====== RECORDS SHOWN ======
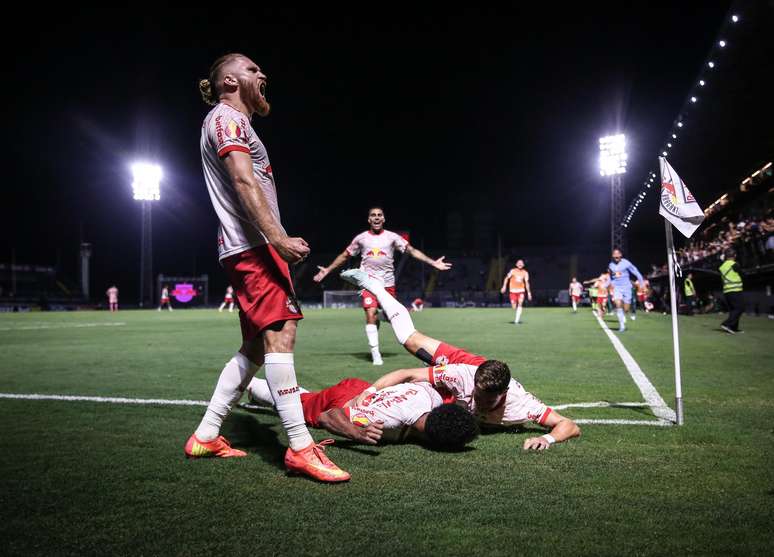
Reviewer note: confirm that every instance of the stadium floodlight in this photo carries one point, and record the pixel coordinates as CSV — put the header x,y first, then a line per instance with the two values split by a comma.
x,y
147,189
147,180
612,155
612,163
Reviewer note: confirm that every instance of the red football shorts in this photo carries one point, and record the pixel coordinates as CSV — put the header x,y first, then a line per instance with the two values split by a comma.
x,y
337,396
517,297
370,301
262,284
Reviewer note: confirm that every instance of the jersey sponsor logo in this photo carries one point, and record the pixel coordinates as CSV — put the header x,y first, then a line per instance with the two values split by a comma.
x,y
361,420
375,252
219,129
289,391
233,131
291,305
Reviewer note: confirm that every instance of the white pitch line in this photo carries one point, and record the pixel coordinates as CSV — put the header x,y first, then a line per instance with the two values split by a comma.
x,y
658,423
173,402
601,404
649,392
112,400
62,326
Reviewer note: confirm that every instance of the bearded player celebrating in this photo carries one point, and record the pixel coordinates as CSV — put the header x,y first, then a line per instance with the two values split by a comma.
x,y
255,251
376,247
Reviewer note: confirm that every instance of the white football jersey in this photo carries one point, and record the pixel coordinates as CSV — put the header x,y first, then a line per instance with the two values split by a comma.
x,y
376,252
519,405
225,130
396,407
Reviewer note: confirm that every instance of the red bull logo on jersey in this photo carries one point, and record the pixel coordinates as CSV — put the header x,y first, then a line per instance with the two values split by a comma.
x,y
184,292
376,252
233,130
361,420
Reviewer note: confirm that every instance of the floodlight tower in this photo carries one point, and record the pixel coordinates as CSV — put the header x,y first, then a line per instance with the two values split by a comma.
x,y
612,162
146,187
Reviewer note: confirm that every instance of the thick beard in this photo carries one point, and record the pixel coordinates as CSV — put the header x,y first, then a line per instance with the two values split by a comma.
x,y
257,103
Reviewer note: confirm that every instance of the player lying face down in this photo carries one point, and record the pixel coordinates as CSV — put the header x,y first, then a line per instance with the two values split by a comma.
x,y
354,409
485,386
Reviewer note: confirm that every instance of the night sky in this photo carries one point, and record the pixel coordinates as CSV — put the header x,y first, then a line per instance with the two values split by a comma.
x,y
428,113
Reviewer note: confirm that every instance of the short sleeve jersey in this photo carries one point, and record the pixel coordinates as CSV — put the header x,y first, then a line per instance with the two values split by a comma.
x,y
226,130
376,252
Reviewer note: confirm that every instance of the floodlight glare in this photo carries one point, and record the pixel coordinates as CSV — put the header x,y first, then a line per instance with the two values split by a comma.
x,y
612,155
146,181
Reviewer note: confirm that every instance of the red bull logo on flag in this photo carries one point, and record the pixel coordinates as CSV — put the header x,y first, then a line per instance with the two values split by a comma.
x,y
678,205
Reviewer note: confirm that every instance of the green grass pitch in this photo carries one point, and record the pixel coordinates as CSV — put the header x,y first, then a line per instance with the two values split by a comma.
x,y
85,478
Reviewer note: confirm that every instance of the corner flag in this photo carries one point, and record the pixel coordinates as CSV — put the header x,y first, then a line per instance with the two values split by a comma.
x,y
677,204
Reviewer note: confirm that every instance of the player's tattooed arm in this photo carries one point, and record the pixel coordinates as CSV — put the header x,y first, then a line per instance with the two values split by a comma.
x,y
562,429
336,421
439,263
338,262
240,169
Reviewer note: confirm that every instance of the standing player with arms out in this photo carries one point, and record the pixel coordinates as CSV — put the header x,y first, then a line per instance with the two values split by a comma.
x,y
643,292
576,291
228,300
165,298
620,272
376,247
255,251
112,294
485,386
517,281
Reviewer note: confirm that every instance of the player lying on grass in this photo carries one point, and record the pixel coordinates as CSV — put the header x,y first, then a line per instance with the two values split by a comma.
x,y
485,386
353,409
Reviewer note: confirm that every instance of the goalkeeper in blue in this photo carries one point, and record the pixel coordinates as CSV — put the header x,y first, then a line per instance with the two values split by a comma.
x,y
620,274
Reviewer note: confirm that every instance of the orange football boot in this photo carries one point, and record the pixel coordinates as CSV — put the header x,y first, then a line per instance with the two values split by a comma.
x,y
218,447
313,462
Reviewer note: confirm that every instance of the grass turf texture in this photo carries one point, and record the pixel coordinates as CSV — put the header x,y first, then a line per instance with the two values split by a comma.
x,y
89,478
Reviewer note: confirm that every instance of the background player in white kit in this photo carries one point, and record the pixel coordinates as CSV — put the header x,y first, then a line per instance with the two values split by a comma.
x,y
228,300
376,247
112,294
255,250
165,298
576,291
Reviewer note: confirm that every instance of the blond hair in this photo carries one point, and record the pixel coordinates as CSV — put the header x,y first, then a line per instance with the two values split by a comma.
x,y
210,89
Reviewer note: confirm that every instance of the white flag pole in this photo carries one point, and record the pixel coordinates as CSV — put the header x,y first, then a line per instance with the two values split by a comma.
x,y
675,331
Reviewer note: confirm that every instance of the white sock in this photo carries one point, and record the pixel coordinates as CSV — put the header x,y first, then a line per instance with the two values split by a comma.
x,y
372,333
259,390
398,315
231,384
281,380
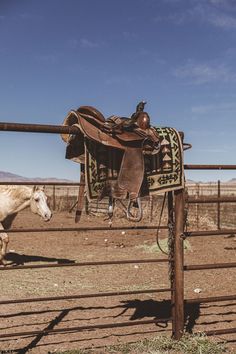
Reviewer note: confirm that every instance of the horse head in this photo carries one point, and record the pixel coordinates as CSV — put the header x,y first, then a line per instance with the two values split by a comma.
x,y
38,203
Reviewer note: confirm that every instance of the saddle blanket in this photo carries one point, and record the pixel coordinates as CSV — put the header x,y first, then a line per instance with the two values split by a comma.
x,y
163,171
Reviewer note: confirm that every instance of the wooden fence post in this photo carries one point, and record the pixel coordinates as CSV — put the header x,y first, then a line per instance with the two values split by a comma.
x,y
171,257
179,262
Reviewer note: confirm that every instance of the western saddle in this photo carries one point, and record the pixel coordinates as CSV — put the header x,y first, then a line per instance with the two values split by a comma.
x,y
134,137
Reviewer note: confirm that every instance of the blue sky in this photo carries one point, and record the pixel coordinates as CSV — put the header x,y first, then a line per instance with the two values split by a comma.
x,y
178,55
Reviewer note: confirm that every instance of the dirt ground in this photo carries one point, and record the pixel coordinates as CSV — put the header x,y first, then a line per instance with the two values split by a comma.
x,y
62,247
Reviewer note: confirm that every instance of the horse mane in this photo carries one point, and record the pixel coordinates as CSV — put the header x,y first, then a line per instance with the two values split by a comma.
x,y
16,192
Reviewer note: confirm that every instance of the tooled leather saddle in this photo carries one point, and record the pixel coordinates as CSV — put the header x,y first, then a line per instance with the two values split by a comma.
x,y
131,137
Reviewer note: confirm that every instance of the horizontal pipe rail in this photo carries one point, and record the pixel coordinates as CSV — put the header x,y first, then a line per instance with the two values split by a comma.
x,y
210,299
38,128
42,183
88,228
209,266
214,332
84,296
209,167
85,264
82,328
193,200
210,233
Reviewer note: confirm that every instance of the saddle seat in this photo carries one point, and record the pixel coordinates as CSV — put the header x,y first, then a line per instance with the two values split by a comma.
x,y
134,136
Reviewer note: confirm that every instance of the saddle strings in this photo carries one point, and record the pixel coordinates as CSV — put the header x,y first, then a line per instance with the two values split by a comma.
x,y
159,225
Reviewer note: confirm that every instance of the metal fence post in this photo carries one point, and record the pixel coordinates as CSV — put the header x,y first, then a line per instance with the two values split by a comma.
x,y
179,262
218,206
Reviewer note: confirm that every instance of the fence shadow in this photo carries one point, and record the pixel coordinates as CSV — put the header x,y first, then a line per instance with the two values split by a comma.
x,y
20,259
160,311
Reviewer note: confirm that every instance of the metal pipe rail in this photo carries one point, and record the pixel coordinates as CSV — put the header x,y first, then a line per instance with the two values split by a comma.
x,y
193,200
88,228
210,233
209,266
218,332
37,183
210,299
82,328
209,167
84,296
38,128
85,264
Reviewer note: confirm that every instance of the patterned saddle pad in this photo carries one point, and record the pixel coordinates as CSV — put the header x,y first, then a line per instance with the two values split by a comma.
x,y
163,171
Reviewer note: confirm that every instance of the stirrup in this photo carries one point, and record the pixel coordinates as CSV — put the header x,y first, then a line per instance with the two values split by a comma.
x,y
130,216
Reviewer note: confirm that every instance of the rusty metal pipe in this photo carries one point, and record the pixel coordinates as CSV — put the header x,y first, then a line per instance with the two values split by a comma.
x,y
38,128
192,200
82,328
210,233
209,167
37,183
220,331
209,266
210,299
88,228
85,264
84,296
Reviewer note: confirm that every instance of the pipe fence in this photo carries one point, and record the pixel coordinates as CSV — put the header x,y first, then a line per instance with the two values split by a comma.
x,y
176,217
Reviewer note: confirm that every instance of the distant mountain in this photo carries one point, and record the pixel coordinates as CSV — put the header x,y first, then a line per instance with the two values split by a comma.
x,y
11,177
233,180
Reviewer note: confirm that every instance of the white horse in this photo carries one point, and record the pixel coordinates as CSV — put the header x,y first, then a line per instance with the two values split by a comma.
x,y
16,198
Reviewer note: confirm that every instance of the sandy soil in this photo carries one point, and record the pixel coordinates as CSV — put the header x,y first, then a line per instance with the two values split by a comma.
x,y
61,247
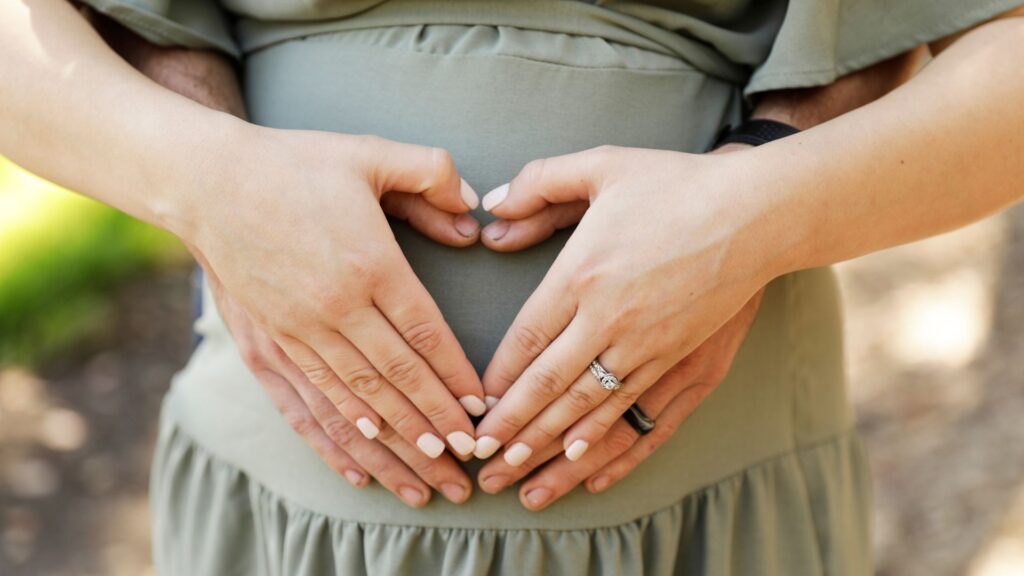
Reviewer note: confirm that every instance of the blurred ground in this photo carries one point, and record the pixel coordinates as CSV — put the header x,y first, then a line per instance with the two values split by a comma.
x,y
935,341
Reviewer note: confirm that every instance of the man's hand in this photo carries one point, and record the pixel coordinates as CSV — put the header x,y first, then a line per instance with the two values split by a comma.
x,y
570,461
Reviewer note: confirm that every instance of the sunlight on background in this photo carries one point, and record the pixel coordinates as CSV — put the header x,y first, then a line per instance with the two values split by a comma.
x,y
944,321
938,401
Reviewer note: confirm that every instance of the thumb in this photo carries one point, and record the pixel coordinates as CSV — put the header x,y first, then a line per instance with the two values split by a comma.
x,y
550,180
423,170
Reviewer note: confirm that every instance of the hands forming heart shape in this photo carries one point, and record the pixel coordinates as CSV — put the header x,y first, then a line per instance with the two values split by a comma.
x,y
659,282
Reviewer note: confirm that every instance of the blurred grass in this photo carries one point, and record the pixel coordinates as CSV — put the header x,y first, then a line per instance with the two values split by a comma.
x,y
60,257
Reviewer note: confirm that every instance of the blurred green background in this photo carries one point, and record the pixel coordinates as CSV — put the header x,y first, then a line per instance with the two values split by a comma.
x,y
95,313
60,254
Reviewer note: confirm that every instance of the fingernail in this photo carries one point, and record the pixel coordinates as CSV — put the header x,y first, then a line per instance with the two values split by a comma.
x,y
517,454
538,497
485,447
466,224
454,492
430,445
495,484
496,197
412,496
469,195
368,427
576,450
497,230
462,442
354,478
600,483
473,406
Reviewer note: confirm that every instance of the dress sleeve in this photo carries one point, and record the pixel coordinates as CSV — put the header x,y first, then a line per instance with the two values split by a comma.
x,y
193,24
820,40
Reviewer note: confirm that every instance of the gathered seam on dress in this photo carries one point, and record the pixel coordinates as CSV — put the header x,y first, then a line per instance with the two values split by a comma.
x,y
294,508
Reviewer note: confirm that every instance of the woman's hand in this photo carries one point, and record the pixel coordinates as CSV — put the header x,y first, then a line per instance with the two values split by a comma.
x,y
392,461
670,401
297,237
668,251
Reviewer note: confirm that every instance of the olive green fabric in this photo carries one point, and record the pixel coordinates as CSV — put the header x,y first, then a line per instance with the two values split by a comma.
x,y
767,45
767,477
======
Copy out the lines word for word, beginning at the line that contains "Reviewer note: confirm that every instance of the olive" and stopping after the last line.

TASK ANSWER:
Reviewer note: confirm that every instance of the olive green fabric in this photo carries one point, and record the pixel coordinates as CSV — put the header x,y first, then a line per instance with the two values split by a comma.
x,y
767,45
767,477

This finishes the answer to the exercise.